Scan the entries below and return each line that contains "foliage".

START Supplied data

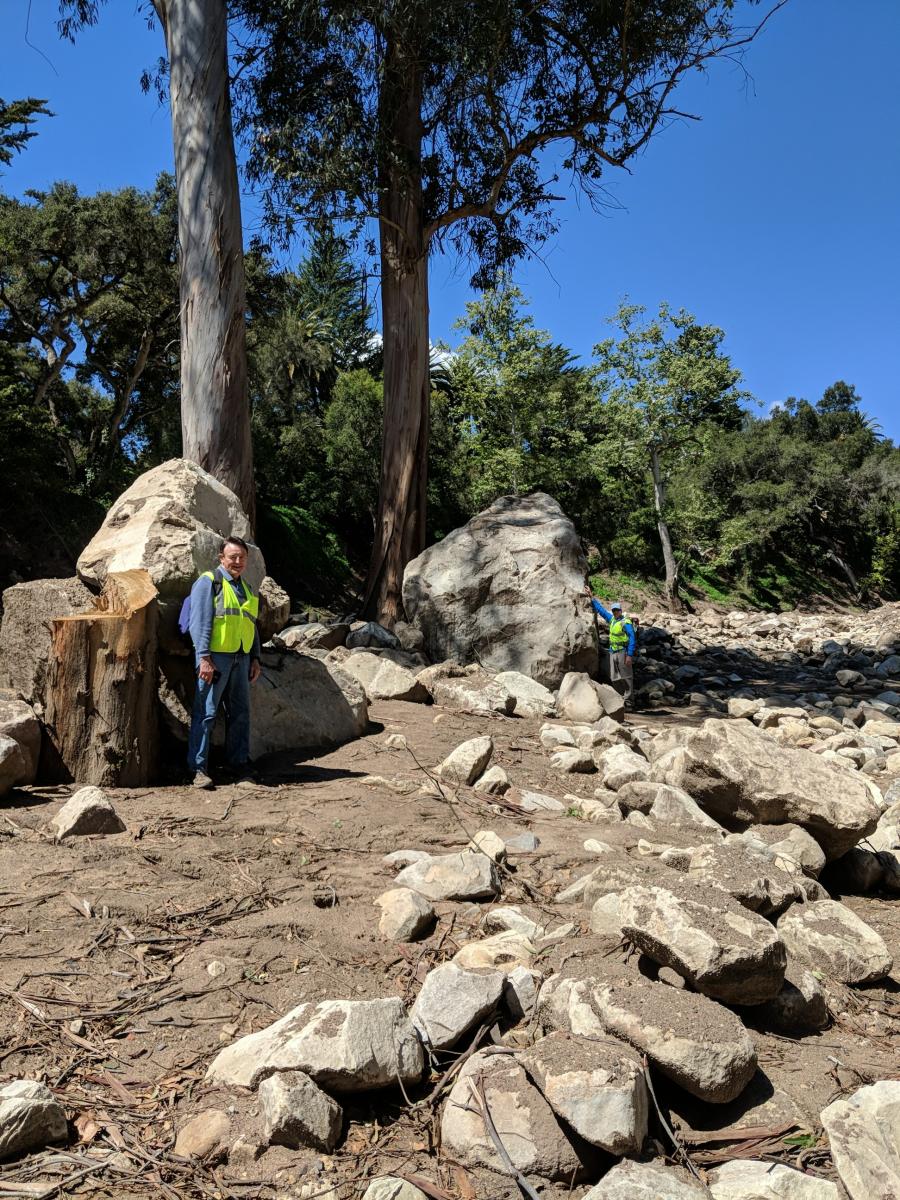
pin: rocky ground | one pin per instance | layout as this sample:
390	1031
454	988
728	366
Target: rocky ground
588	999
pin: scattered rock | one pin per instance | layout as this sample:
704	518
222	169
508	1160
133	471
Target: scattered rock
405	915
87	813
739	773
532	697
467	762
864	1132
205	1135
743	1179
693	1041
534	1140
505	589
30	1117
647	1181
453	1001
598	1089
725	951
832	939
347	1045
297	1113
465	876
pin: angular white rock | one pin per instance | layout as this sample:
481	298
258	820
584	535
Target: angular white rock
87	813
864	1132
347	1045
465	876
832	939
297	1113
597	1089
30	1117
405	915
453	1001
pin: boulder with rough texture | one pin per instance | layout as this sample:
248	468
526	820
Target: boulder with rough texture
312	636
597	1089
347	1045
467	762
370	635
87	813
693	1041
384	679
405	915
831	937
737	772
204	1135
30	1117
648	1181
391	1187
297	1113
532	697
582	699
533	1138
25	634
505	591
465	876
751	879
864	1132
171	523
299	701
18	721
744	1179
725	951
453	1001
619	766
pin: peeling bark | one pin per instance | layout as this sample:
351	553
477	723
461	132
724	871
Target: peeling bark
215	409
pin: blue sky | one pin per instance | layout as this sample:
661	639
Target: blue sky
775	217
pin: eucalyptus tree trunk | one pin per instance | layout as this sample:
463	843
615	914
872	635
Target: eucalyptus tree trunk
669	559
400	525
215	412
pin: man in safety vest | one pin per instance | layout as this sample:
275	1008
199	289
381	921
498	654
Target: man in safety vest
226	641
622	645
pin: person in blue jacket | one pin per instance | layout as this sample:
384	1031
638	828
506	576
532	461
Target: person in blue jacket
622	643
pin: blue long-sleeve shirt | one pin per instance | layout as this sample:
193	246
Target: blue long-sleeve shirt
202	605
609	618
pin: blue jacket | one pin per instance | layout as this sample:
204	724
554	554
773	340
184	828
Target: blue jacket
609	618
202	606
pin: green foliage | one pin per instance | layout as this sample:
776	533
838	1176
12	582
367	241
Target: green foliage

END Supplied data

Result
pin: green foliage | one pin per instance | layout as this sample:
Target: green foliage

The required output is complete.